◆ Extracted text:
Same problem with killing processes. When I tell Linux "kill - 9 " - it's GONE! None of this wait half a minute, pop up a message saying, "Do you really want to do this", then wait another half minute, then - IF it worked, and many times it will NOT - get another message saying, "Just because you took a decision to kill a nonresponding process, can you send us a message about it?"
Please...
For that matter, how many times on Linux do you even SEE a "non-responding process"? Outside of the browsers, or occasionally one of the media players, anyway...
Try running Adobe Premiere, as one of my clients does on 12 of their machines. The crap crashes or locks up several times a day. The other day one deactivated itself spontaneously because they updated a driver for a video camera. God forbid you run the Matrox software on the same machine - that's another nightmare.
Why do I bring up Windows apps? Because they're crap. They're crap for a reason. And that reason is that Windows has an application model that nobody can write to without either producing crap or dropping the OS at some point.
That's the only possible explanation for the incredibly bad reliability of apps on Windows - which contributes to the incredibly bad reliability of Windows.
"1) Don't download and run random crap - that goes for any OS."
By this, I assume you mean "don't run any third party software not written by Microsoft".
Because the minute you do, the Windows Registry is no longer reliable (if it even is with Windows itself, which is questionable in itself), and eventually either Windows, the third party software, or a combo of the two will hose the Registry, thus bringing Windows to its knees.
I don't know HOW many times that has happened to people I've worked with.
"2) Sit behind a decent firewall - that also goes for any OS."
Which lets the Microsoft firewall out. Use a third-party firewall that blocks outbound and inbound connections, and allows greater freedom of configuration - ooops, you just run into problem number one.
"3) Don't have a blank or stupid password - hmm, again, good advice for any OS."
That's only a problem once something has compromised your machine by getting on it in the first place. Good advice, yes, but late to the party.

◆ Records:
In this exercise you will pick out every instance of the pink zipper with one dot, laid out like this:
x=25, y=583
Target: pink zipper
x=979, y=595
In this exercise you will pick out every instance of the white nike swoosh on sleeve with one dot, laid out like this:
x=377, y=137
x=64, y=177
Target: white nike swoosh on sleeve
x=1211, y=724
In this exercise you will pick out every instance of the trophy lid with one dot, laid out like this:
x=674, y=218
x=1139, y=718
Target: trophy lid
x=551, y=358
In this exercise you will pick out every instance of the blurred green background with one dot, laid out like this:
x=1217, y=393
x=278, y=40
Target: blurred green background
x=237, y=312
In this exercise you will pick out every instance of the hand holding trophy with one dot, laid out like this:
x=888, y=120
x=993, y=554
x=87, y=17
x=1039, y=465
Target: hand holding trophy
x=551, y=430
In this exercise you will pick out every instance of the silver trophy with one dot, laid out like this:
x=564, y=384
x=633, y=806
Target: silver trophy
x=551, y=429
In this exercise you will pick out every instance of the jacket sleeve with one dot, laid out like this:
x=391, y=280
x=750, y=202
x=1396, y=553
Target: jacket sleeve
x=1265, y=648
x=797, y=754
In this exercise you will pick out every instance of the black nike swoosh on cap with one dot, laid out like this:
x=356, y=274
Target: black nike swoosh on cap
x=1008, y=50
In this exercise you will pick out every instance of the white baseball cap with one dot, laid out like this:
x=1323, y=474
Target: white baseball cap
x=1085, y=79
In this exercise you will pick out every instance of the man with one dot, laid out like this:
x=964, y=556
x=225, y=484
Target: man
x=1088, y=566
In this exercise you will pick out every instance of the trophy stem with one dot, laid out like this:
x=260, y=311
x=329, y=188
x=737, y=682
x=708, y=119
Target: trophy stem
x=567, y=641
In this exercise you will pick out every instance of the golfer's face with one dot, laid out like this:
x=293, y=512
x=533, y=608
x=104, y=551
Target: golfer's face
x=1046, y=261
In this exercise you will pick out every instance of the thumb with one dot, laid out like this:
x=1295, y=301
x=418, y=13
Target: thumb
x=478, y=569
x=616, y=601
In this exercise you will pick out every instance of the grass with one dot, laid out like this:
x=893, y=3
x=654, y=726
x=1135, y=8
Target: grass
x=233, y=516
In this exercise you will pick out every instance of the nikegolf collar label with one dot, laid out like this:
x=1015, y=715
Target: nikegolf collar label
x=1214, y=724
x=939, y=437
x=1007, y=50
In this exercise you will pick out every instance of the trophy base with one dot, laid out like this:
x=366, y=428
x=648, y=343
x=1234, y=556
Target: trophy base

◆ Challenges:
**1.** Answer these from the Linux-versus-Windows post:
(a) On how many machines does the writer's client run Adobe Premiere?
(b) What change led one of those machines to deactivate Premiere on its own?
(c) Which firewall does the writer say the second piece of advice rules out?
**2.** Please list every numbered piece of advice that the Linux-versus-Windows post quotes and then responds to.
**3.** Write the next part of the Linux-versus-Windows post, picking up after its final sentence.

◆ The replies:
**1.**
(a) 12
(b) They updated a driver for a video camera.
(c) The Microsoft firewall

**2.**
1) Don't download and run random crap.
2) Sit behind a decent firewall.
3) Don't have a blank or stupid password.

**3.**
4) Get security updates regularly -" again, same for any OS, though it happens more often for windows."
For a reason.
"5) Don't use IE unless necessary - I'd say "same for any OS," but it is hard to violate this one on other OSes."
Got that right. Switch to Firefox, protect yourself almost immediately against 90% of the ActiveX threats.
For the other threats, install an AV - ooops, just ran into problem number one again - especially with Norton and McAfee, but others can do it too.
The reason Linux works and keeps working is simple: there is NO REGISTRY!
When's the last time you heard anybody on a Linux forum say, "Oh, your drivers are corrupted - reinstall?"
"Drivers" don't get corrupted. The Registry gets corrupted - regularly.
On Linux, you can have buggy drivers or misconfigured drivers. You never have "corrupted" drivers.
The same applies to almost everything else in Windows? When's the last time you heard somebody say they had a problem with a Linux "corrupted TCP/IP stack"? How many tools and utilities does Windows provide to "repair a corrupted TCP/IP stack?" How many do you find for Linux?
How many times does Linux just drop a device off the network for no known reason? Because a "Master Browser" decided it didn't know what the hell was going on and decided to "force an election"?
The only places where I've seen significant issues with Linux reliability is in the KDE and GNOME utilities and configurations. THEY can screw up. Most of the major subsystems of Linux do not (with the possible exception of sound subsystems.)
Comparing Windows to Linux is a joke. By design, Linux is vastly more reliable than Windows.
I don't know, I assume some of them do. I know most firewalls are configured to allow outbound by default, but I would assume some of them don't - or can be configured not to, so it would depend on the distro to set the default.
If none do, then Linux definitely is no better than Windows in this regard.
I was wondering about the possibility of it being partitioned myself.
The botnet has always been hard to figure out the size because of its policy of only allowing a limited number of immediate connections in its net. Partitioning and assigning control of sections to other people - and this would presumably entail cutting connections with other portions of the botnet completely in order to enforce "ownership" - would presumably make it look smaller than it is.
This guy may also be overconfident in the crawling ability of his tool.
OTOH, the bot has to communicate out. As a normal user not running as root, that means it has to open a port. Many Linux distro firewalls - and some Windows third party firewalls, but not the standard Windows firewall - block incoming and outgoing ports by default unless explicitly opened. If the bot can't commmunicate, it's worthless to the botnet.
Of course, the Worm might be smart enough to trick the user into opening a port by popping up a message and requesting it masquerading as a legit program - but I haven't heard of the ability in it. Therefore it would seem likely that a version compiled to run on Linux wouldn't work.
Another possibility is that the bot would know a way to fool any software firewall to let it out. Most of the Windows software firewalls can be easily bypassed. Only Comodo manages to prevent most of the more common techniques. I'm not sure if Linux software firewalls are as easily bypassed.
Any distro whose firewall that allowed local initiated Web contact by default, however, probably would allow it out.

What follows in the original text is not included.